Given request:
Starting at the line containing "Exercise. Mark the antenna" and ending at the final line of the entries below, recast those lines as a Markdown table with the columns Row and Text. Number each line in Row, put the line itself in Text, and leave out blank lines.

Provided information:

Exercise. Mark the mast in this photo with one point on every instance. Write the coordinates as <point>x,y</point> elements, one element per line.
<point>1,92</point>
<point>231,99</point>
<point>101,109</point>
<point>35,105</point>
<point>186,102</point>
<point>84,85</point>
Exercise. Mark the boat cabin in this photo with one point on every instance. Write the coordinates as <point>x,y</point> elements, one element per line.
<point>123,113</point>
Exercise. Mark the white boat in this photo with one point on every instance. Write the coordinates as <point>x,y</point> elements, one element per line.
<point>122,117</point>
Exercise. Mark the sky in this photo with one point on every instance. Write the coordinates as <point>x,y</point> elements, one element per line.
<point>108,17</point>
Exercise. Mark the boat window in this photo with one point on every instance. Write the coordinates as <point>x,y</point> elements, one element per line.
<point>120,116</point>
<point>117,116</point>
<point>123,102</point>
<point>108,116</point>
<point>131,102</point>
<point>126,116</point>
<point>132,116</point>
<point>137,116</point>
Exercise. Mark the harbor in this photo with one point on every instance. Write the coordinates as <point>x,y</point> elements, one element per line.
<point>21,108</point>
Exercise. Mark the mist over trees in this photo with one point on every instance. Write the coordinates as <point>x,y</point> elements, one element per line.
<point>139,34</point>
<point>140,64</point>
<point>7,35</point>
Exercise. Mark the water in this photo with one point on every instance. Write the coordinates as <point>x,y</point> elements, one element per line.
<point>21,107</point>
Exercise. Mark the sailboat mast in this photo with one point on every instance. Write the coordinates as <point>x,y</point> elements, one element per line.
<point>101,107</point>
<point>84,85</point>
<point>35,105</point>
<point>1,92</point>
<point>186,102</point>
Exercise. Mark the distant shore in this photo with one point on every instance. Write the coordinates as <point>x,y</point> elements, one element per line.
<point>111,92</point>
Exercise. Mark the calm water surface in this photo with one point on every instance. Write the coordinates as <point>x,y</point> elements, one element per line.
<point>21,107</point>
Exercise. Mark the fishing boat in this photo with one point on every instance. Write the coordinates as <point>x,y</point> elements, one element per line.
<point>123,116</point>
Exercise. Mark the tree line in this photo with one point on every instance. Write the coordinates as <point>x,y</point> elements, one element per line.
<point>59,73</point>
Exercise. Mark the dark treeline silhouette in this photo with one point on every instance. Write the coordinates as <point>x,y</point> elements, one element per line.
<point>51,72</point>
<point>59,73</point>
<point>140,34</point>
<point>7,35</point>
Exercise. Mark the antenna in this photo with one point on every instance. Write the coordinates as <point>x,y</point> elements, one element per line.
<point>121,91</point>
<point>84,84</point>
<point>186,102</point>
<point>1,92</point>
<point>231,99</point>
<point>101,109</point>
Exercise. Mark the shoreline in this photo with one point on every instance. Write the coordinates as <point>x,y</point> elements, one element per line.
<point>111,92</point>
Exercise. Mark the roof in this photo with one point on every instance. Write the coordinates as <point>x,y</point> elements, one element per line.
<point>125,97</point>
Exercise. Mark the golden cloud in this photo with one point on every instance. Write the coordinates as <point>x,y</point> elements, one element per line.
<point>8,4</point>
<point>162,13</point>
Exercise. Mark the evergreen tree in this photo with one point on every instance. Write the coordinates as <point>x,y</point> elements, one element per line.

Answer for the task:
| Row | Text |
|---|---|
| 1 | Exercise. Mark the antenna in this photo with one point on every instance. Write the coordinates as <point>x,y</point> elements, one element per line. |
| 2 | <point>121,91</point> |
| 3 | <point>84,84</point> |
| 4 | <point>186,102</point> |
| 5 | <point>1,92</point> |
| 6 | <point>231,99</point> |
| 7 | <point>101,109</point> |
| 8 | Exercise. Mark the shoreline in this photo with one point on every instance. Write the coordinates as <point>x,y</point> elements, one element per line. |
| 9 | <point>111,92</point> |
| 10 | Exercise. Mark the roof in this photo with one point on every instance. Write the coordinates as <point>x,y</point> elements, one element per line. |
| 11 | <point>125,97</point> |
| 12 | Exercise. Mark the golden cloud in this photo with one point on every instance. Write the coordinates as <point>x,y</point> elements, one element per line. |
| 13 | <point>8,4</point> |
| 14 | <point>162,13</point> |
| 15 | Exercise. Mark the evergreen tree in this photo with one point on every instance. Write the coordinates as <point>x,y</point> elements, one element per line. |